| Text to read |
Written by Tom Ehrich
As best we can determine, the Jesus Movement began as a sect within Judaism and spread throughout the Mediterranean region largely by being passed from one Jewish community to another. Jesus, of course, was a Jew, as were his original disciples. He apparently saw his ministry as leading his people to higher ground, as it were, not launching a competing movement.

His followers believed Jesus to be the Messiah promised by the Hebrew Scriptures. The Jewish religious establishment was at least somewhat threatened by Jesus' teaching, although the extent of their opposition might have been overstated by early Christian writers such as the authors of Matthew and John.

As the Jesus Movement spread and came into contact with other influences, such as Greek philosophy and Roman cultural centers outside Judea and Syria, the movement felt a growing need to differentiate itself from other religions and philosophies. They did so in the time-honored practice of declaring their views true and other views false. At the same time, Rome was engaged in ruthlessly repressing Jewish revolts. Some Jesus people interpreted those devastating attacks as further signs of their rightness.

[Items drawn from a data source]
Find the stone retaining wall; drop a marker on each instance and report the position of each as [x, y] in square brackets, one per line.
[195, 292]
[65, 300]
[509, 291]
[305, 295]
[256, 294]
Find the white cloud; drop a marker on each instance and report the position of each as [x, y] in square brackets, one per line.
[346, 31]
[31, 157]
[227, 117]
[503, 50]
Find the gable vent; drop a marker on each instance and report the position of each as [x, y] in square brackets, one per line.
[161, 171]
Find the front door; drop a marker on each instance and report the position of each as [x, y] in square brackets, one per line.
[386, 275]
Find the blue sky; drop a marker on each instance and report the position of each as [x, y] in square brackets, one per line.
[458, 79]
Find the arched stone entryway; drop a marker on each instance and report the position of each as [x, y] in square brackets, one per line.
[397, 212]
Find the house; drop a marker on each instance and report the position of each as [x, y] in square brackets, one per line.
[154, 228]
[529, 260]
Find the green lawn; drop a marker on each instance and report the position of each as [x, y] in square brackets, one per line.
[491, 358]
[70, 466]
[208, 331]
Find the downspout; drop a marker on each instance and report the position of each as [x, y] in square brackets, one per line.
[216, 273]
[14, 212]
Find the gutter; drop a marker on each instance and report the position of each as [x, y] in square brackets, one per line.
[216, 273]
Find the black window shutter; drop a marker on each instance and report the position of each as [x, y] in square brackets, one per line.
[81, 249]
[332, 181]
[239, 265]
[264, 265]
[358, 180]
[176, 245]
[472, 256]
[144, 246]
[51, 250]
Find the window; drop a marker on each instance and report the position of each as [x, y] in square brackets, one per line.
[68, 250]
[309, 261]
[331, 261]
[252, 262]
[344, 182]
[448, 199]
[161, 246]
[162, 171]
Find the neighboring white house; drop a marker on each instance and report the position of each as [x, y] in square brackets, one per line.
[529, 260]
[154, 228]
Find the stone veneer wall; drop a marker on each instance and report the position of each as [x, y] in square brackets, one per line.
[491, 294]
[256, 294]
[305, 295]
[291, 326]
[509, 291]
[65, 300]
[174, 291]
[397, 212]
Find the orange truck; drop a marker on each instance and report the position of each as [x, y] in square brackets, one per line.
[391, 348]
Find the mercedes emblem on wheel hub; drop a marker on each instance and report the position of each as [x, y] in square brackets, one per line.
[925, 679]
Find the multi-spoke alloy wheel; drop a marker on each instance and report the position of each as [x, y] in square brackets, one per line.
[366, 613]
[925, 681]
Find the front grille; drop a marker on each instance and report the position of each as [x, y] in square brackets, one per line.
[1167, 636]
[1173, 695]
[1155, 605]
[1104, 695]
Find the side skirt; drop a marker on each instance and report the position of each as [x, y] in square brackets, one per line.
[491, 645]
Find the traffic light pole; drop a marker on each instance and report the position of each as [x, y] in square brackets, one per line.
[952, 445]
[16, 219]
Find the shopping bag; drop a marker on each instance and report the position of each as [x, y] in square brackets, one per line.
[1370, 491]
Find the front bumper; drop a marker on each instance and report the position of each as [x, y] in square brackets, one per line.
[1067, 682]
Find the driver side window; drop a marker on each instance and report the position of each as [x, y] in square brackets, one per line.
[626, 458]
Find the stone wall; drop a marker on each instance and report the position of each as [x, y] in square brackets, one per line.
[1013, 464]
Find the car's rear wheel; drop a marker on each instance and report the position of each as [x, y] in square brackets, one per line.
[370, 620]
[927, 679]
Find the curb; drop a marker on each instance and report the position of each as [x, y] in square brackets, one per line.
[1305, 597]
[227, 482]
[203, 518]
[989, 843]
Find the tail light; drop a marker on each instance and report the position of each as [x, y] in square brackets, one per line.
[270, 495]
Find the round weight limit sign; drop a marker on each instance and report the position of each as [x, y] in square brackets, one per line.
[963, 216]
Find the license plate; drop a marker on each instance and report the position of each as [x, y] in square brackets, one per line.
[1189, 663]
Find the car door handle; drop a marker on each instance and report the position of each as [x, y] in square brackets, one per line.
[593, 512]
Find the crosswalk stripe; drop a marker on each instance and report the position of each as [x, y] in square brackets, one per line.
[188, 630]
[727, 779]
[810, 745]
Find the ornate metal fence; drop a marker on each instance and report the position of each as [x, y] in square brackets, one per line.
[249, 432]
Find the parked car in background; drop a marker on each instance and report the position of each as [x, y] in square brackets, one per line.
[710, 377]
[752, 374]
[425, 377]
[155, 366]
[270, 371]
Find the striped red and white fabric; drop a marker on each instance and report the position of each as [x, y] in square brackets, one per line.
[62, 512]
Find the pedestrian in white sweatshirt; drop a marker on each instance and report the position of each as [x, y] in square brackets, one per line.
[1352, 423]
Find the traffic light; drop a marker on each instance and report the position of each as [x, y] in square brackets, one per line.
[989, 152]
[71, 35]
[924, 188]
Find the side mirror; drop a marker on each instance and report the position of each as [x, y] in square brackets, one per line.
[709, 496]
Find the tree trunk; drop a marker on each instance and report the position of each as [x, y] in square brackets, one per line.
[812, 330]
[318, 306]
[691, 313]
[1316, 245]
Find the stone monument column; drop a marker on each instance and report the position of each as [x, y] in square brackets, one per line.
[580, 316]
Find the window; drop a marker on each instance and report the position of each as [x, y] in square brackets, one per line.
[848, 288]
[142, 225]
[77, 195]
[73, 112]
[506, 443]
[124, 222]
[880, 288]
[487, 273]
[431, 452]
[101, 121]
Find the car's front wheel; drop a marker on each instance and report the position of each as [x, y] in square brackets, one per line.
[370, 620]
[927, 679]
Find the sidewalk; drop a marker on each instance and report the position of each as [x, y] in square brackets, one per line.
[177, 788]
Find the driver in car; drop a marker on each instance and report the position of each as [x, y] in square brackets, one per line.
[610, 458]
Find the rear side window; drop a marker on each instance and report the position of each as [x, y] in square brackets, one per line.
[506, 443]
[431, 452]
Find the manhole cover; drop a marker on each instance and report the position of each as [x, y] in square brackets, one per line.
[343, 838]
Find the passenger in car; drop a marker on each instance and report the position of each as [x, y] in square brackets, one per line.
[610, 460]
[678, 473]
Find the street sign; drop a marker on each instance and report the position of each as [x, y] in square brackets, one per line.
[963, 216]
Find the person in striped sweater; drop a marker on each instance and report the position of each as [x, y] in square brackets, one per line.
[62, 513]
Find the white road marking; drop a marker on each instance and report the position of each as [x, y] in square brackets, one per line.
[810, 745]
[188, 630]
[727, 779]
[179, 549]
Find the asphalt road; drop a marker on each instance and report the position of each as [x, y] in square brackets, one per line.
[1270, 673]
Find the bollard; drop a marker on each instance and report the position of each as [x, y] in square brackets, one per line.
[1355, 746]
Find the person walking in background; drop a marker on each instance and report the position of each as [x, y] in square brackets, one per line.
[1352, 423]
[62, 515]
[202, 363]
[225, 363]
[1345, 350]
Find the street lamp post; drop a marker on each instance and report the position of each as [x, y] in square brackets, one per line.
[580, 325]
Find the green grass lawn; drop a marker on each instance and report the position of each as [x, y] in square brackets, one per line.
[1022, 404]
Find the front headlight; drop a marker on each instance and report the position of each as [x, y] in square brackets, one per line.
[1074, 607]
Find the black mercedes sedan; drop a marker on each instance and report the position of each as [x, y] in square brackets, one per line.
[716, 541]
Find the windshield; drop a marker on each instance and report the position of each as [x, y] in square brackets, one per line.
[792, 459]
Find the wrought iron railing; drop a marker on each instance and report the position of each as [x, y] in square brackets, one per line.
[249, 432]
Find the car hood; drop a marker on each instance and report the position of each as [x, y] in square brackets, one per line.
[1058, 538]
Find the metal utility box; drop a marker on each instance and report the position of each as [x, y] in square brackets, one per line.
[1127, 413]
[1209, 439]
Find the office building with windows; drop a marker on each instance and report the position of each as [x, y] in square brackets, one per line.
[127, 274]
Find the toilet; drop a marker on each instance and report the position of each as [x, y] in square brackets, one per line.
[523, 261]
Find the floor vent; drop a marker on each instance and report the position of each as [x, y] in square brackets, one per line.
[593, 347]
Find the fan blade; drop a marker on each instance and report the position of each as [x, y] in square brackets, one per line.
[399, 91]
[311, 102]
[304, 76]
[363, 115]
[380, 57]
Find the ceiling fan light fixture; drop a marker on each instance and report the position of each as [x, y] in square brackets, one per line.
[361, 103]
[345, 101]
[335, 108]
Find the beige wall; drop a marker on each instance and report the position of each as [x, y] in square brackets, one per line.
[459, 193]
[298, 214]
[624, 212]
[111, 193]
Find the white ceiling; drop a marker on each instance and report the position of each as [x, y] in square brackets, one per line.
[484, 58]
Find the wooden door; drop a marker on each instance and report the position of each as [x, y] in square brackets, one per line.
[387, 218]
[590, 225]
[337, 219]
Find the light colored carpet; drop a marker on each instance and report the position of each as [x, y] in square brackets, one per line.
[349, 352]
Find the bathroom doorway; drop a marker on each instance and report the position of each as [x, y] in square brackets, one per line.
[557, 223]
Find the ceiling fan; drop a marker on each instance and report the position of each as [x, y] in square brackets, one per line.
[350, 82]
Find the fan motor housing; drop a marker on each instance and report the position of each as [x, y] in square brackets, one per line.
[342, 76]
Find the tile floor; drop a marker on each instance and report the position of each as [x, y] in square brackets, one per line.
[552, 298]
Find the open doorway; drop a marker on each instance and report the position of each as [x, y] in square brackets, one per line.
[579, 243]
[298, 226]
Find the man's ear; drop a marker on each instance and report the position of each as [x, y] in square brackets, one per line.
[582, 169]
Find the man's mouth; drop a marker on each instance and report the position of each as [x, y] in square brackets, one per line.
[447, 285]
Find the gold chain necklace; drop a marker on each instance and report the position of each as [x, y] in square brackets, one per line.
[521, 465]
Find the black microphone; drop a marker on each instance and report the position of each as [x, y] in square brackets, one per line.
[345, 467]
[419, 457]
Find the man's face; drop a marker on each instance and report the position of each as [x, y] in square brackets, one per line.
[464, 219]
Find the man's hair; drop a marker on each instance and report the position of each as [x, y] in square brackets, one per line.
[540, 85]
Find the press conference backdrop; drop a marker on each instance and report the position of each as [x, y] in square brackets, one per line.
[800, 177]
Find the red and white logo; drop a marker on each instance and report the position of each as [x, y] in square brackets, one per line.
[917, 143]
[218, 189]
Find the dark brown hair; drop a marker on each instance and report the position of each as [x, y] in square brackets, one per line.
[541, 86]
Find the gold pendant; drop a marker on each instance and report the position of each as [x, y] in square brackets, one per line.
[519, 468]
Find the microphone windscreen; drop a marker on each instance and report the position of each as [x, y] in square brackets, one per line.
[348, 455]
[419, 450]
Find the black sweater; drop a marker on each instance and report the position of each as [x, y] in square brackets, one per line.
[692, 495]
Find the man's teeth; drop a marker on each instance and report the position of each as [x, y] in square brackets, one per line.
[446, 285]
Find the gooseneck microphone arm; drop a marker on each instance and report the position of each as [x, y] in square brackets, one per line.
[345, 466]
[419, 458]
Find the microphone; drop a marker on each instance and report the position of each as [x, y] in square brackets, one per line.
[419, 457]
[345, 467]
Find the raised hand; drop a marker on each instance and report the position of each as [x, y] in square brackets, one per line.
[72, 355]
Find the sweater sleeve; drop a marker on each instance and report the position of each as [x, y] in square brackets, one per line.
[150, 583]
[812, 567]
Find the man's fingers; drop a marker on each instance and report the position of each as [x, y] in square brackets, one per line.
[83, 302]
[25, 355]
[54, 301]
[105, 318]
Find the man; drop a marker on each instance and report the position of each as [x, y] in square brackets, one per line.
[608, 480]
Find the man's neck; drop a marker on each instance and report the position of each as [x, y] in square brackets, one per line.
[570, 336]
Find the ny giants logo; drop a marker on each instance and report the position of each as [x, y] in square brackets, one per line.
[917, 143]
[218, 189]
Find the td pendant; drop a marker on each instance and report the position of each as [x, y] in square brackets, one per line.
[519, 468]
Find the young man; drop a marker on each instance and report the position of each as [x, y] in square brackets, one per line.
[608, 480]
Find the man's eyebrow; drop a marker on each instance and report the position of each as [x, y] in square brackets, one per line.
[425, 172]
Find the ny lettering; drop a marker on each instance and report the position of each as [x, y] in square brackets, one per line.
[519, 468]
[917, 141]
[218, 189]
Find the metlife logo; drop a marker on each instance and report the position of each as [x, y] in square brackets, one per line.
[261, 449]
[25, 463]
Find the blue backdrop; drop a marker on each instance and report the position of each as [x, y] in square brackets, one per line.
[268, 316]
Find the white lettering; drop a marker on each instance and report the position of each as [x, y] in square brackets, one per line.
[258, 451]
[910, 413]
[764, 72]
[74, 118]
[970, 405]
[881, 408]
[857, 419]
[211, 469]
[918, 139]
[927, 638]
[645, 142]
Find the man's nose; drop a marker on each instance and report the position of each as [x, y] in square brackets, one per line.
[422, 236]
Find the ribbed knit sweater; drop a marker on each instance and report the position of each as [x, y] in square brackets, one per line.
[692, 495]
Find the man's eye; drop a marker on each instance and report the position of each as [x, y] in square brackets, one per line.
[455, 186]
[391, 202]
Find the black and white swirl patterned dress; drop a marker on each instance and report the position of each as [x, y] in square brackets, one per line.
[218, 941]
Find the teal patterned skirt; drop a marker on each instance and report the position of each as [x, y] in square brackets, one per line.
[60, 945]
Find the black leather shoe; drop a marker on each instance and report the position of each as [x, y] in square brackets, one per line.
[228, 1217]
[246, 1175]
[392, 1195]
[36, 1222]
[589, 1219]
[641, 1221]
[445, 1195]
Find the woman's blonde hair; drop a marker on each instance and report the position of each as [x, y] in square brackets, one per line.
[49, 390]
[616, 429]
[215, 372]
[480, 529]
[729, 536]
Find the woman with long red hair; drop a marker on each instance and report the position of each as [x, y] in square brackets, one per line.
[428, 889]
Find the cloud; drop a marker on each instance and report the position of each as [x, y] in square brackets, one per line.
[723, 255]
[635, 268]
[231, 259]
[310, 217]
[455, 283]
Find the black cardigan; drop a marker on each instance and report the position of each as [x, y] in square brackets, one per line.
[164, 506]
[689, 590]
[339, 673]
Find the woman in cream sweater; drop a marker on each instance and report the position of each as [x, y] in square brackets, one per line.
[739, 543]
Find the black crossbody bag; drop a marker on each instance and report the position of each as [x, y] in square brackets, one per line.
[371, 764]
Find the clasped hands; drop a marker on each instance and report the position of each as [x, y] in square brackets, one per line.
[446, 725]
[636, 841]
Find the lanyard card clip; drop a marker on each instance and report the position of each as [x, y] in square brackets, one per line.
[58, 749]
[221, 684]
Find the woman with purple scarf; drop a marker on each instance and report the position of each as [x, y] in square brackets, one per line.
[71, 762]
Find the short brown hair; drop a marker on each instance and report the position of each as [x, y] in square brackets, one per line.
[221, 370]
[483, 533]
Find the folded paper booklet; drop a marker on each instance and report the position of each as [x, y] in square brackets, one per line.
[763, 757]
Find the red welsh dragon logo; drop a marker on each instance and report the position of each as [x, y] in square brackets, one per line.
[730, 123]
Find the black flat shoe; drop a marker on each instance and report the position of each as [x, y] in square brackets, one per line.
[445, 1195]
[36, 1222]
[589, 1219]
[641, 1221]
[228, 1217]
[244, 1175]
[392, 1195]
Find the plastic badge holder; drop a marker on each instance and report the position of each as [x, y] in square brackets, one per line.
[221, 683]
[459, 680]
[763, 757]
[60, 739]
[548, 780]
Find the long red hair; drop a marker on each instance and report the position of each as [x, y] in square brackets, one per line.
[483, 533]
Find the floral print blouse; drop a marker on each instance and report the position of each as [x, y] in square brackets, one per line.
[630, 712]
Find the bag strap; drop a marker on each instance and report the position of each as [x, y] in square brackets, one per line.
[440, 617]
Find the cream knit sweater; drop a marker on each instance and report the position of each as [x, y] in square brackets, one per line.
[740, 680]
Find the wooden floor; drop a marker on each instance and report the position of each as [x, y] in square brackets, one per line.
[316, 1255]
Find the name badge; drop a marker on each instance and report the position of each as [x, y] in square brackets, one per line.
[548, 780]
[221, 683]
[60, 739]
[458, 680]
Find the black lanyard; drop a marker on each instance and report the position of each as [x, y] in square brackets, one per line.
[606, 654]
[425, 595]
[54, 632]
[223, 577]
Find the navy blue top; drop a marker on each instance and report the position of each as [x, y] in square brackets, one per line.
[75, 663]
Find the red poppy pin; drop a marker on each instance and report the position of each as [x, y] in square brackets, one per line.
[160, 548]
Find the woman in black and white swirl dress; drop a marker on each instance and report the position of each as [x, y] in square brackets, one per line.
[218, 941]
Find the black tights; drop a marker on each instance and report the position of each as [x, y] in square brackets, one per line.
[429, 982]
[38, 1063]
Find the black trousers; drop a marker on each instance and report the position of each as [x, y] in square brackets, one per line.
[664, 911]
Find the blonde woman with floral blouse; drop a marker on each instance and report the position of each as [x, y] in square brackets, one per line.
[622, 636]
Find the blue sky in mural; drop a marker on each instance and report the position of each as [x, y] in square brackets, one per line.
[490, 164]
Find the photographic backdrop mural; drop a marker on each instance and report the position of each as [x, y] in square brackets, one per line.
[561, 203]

| Complete the following |
(a) Summarize the passage on the Jesus Movement in two sentences.
(b) Pick up the passage on the Jesus Movement after its final sentence and continue it in the same manner.

| Final results |
(a) The Jesus Movement apparently began as a sect within Judaism and spread around the Mediterranean largely from one Jewish community to another, led by Jesus, a Jew whose followers believed him to be the promised Messiah and who seems to have meant to lead his people to higher ground rather than launch a competing movement. As it came into contact with Greek philosophy and Roman cultural centers, the movement set itself apart by declaring its views true and others false, while some of its members took Rome's ruthless repression of Jewish revolts as further signs of their rightness.

(b)
By the time the followers of Jesus thought of themselves as “Christians,” they were at odds with their former Jewish brethren, at odds with imperial Rome, and at odds with various movements within their own circle. A hierarchy of power emerged, justified itself as ordained of God, continued the work of self-differentiation, and began branding as heresy any view or practice that contradicted the hierarchy. In time, as Christianity launched its own empire, repression of Jews became standard practice, as it had been for imperial Rome.

As time went on, Europe's Jews came to be seen as entirely different from Christianity, a convenient scapegoat for embattled leaders. That perceived gap remains wide. And yet Christians study the Hebrew Scriptures and consider them authoritative, Christian worship employs standard elements of ancient Jewish practice (book, cup, bread, stole, oil, candle, priest), and except where anti-Semitism is virulent, Christians understand pogroms and the more recent Holocaust as evil.